WHAT TO DO
No pictures, please. Output the lines from the start of the data through the line that contains "box: [330, 243, 360, 305]", both included, exactly as they stand.

(Saved entries)
——
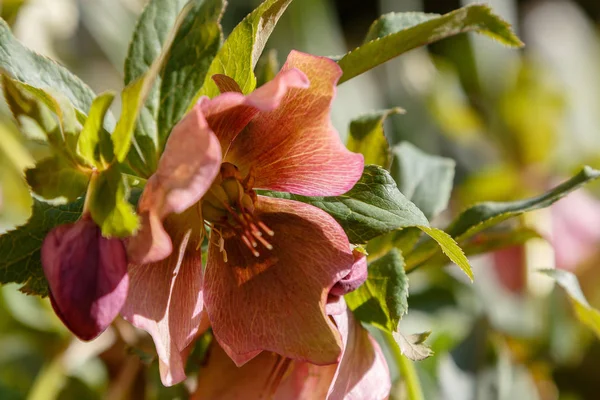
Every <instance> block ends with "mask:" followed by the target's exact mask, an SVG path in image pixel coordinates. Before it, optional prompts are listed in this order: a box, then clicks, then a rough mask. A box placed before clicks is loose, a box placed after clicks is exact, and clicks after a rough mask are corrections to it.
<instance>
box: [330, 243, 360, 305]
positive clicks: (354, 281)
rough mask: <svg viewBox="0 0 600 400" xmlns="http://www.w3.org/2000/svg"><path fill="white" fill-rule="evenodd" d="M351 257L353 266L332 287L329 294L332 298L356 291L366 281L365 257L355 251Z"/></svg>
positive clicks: (352, 254) (356, 251)
mask: <svg viewBox="0 0 600 400" xmlns="http://www.w3.org/2000/svg"><path fill="white" fill-rule="evenodd" d="M352 256H353V257H354V265H353V266H352V269H351V270H350V273H349V274H348V275H346V276H345V277H343V278H342V279H341V280H340V281H339V282H337V283H336V284H335V285H333V287H332V288H331V291H330V292H329V293H330V294H331V295H332V296H343V295H345V294H346V293H350V292H352V291H354V290H356V289H358V287H359V286H360V285H362V284H363V283H365V281H366V280H367V275H368V272H367V256H366V255H365V254H364V253H361V252H360V251H357V250H353V251H352Z"/></svg>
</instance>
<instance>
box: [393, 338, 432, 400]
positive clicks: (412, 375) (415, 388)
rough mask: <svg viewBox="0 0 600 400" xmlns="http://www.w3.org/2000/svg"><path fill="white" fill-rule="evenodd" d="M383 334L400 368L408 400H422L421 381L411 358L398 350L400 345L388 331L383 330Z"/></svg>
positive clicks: (395, 360) (401, 374) (399, 350)
mask: <svg viewBox="0 0 600 400" xmlns="http://www.w3.org/2000/svg"><path fill="white" fill-rule="evenodd" d="M383 336H384V338H385V340H386V342H387V344H388V347H389V349H390V350H391V351H392V355H393V356H394V360H395V361H396V364H397V365H398V368H399V369H400V375H401V376H402V378H403V379H404V383H405V384H406V394H407V399H408V400H424V399H425V397H424V396H423V390H422V389H421V382H420V381H419V376H418V375H417V370H416V369H415V366H414V364H413V362H412V361H411V360H409V359H408V358H406V357H405V356H404V355H403V354H402V352H401V351H400V347H399V346H398V343H396V340H395V339H394V337H393V336H392V334H391V333H390V332H383Z"/></svg>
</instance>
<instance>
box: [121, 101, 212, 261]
mask: <svg viewBox="0 0 600 400" xmlns="http://www.w3.org/2000/svg"><path fill="white" fill-rule="evenodd" d="M220 168H221V147H220V145H219V141H218V139H217V138H216V136H215V135H214V133H213V132H212V131H211V129H210V128H209V126H208V124H207V122H206V120H205V118H204V115H203V114H202V110H201V109H200V107H195V108H194V109H192V110H191V111H190V112H189V113H188V114H187V115H186V116H185V117H183V119H182V120H181V121H180V122H179V123H178V124H177V125H176V126H175V128H173V131H172V132H171V135H170V136H169V139H168V140H167V145H166V146H165V151H164V152H163V154H162V156H161V158H160V162H159V164H158V169H157V170H156V172H155V173H154V175H152V176H151V177H150V179H149V180H148V182H147V183H146V187H145V188H144V192H143V193H142V196H141V198H140V200H139V203H138V212H139V214H140V215H141V216H142V225H141V228H140V230H139V232H138V234H137V235H136V236H134V237H132V238H130V239H129V241H128V245H127V252H128V254H129V257H130V260H131V261H132V262H134V263H136V264H146V263H151V262H157V261H160V260H162V259H164V258H165V257H167V256H168V255H169V254H170V253H171V251H172V244H171V241H170V239H169V237H168V235H166V233H165V231H164V229H163V228H162V224H161V221H162V220H163V219H164V218H165V217H166V216H167V215H169V214H171V213H173V212H175V213H181V212H183V211H185V210H187V209H188V208H190V207H191V206H192V205H194V204H195V203H197V202H198V201H199V200H200V198H201V197H202V196H203V195H204V194H205V193H206V191H207V190H208V189H209V188H210V186H211V184H212V182H213V180H214V179H215V177H216V176H217V174H218V172H219V169H220Z"/></svg>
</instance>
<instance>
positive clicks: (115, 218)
mask: <svg viewBox="0 0 600 400" xmlns="http://www.w3.org/2000/svg"><path fill="white" fill-rule="evenodd" d="M88 190H89V192H88V194H87V196H88V206H89V210H90V214H91V215H92V219H93V220H94V221H95V222H96V223H97V224H98V226H100V228H101V229H102V235H103V236H105V237H113V236H117V237H126V236H130V235H131V234H133V233H134V232H135V231H136V230H137V228H138V226H139V220H138V217H137V215H136V213H135V210H134V208H133V207H132V205H131V204H129V203H128V202H127V199H128V197H129V188H128V187H127V180H126V177H125V176H123V175H122V174H121V171H120V168H119V165H118V164H113V165H112V166H111V167H110V168H108V169H107V170H105V171H102V172H100V173H99V174H98V175H97V176H95V177H94V178H92V182H91V184H90V188H89V189H88Z"/></svg>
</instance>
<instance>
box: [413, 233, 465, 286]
mask: <svg viewBox="0 0 600 400" xmlns="http://www.w3.org/2000/svg"><path fill="white" fill-rule="evenodd" d="M419 228H420V229H421V230H422V231H423V232H425V233H426V234H427V235H429V237H431V238H432V239H433V240H435V241H436V242H437V244H438V245H439V246H440V248H441V249H442V252H443V253H444V254H445V255H446V256H447V257H448V258H449V259H450V261H452V262H453V263H454V264H456V265H458V267H459V268H460V269H461V270H462V271H463V272H464V273H465V274H467V276H468V277H469V279H470V280H471V282H473V271H472V270H471V265H470V264H469V260H468V259H467V257H466V256H465V253H463V251H462V249H461V248H460V246H459V245H458V244H457V243H456V242H455V241H454V239H452V236H450V235H448V234H447V233H446V232H444V231H442V230H440V229H436V228H431V227H427V226H419Z"/></svg>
——
EXERCISE RESULT
Every <instance> block ends with "mask:" followed by the target's exact mask, an SVG path in image pixel coordinates. Before it, optional prompts are listed in this order: a box, then clicks, then a rough mask. A box placed before clicks is loose, a box placed after clicks is exact, and clicks after a rough mask are corrections to it.
<instance>
box: [330, 243, 360, 305]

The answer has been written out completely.